- Text block:
----
The conception of the union and interdependence of all things divine and human is far older than Sufi thought. It goes back to the earliest Indian teaching, and Professor Deussen, in his book on Metaphysics, has pointed out the conclusion which is drawn from it in the Veda. “The gospels,” he says, “fix quite correctly as the highest law of morality, Love thy neighbour as thyself. But why should I do so, since by the order of nature I feel pain and pleasure only in myself, not in my neighbour? The answer is not in the Bible (this venerable book being not yet quite free from Semitic realism), but it is in the Veda: You shall love your neighbour as yourselves because you are your neighbour; a mere illusion makes you believe that your neighbour is something different from yourselves. Or in the words of the Bhagaradgitah: He who knows himself in everything and everything in himself, will not injure himself by himself. This is the sum and tenor of all morality, and this is the standpoint of a man knowing himself a Brahman.”
The Sufis were forced to pay an exaggerated deference to the Prophet and to Ali in order to keep on good terms with the orthodox, but since they believed God to be the source of all creeds they could not reasonably place one above another; nay more, since they taught that any man who practised a particular religion had failed to free himself from duality and to reach perfect union with God, they must have held Mahommadanism in like contempt with all other faiths. “When thou and I remain not (when man is completely united with God), what matters the Ka’ba and the Synagogue and the Monastery?”[[10]] That is, what difference is there between the religion of Mahommadan, Jew, and Christian? “One night,” says Ferideddin Attar in a beautiful allegory, “the angel Gabriel was seated on the branches of a tree in the Garden of Paradise, and he heard God pronounce a word of assent. ‘At this moment,’ thought the angel, ‘some man is invoking God. I know not who he is; but this I know, that he must be a notable servant of the Lord, one whose soul is dead to evil and whose spirit lives.’ Then Gabriel desired to know who this man could be, but in the seven zones he found him not. He traversed the land and the sea and found him not in mountain or in plain. Therefore he hastened back to the presence of God, and again he heard him give a favourable answer to the same prayers. Again he set forth and sought through the world, yet he saw not the servant of God. ‘Oh Lord,’ he cried, ‘show me the path that leads to him upon whom thy favours fall!’ ‘Go to the Land of Rome,’ God answered, ‘and in a certain monastery thou shalt find him.’ Thither fled Gabriel, and found him whom he sought, and lo! he was worshipping an idol. When he returned, Gabriel opened his lips and said, ‘Oh Master, draw aside for me the veil from this secret: why fulfillest thou the prayers of one who invokes an idol in a monastery?’ And God replied, ‘His spirit is darkened and he knows not that he has missed the way; but since he errs from ignorance, I pardon his fault: my mercy is extended to him, and I allow him to enter into the highest place.’”
----
- Material shown:
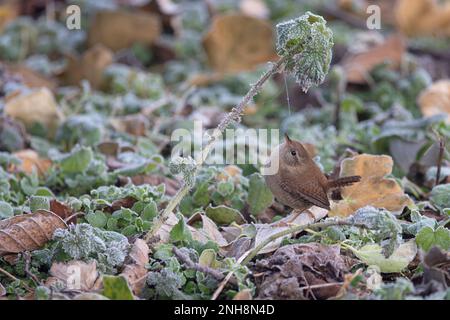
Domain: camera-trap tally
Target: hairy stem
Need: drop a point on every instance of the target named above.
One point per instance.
(294, 229)
(233, 116)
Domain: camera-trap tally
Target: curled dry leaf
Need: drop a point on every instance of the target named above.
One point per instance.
(264, 230)
(237, 42)
(134, 270)
(358, 66)
(373, 189)
(90, 66)
(291, 269)
(121, 29)
(436, 99)
(423, 17)
(36, 107)
(28, 232)
(74, 275)
(31, 161)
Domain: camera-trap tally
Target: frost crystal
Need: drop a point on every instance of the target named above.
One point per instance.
(307, 44)
(84, 242)
(185, 166)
----
- Problems to solve:
• a. Answer these about the passage on Sufi thought:
(i) According to Deussen, in which scripture is the answer found to why one should love one's neighbor?
(ii) Where did God tell Gabriel to go to find the man whose prayers were answered?
(iii) What was that man doing when Gabriel found him?
• b. Print out every line of the records unchanged, leaving out the pictures.
The records have no connection to the text.

- Answers below:
• a.
(i) The Veda.
(ii) The Land of Rome, to a certain monastery.
(iii) Worshipping an idol.

• b.
Domain: camera-trap tally
Target: hairy stem
Need: drop a point on every instance of the target named above.
One point per instance.
(294, 229)
(233, 116)
Domain: camera-trap tally
Target: curled dry leaf
Need: drop a point on every instance of the target named above.
One point per instance.
(264, 230)
(237, 42)
(134, 270)
(358, 66)
(373, 189)
(90, 66)
(291, 269)
(121, 29)
(436, 99)
(423, 17)
(36, 107)
(28, 232)
(74, 275)
(31, 161)
Domain: camera-trap tally
Target: frost crystal
Need: drop a point on every instance of the target named above.
One point per instance.
(307, 44)
(84, 242)
(185, 166)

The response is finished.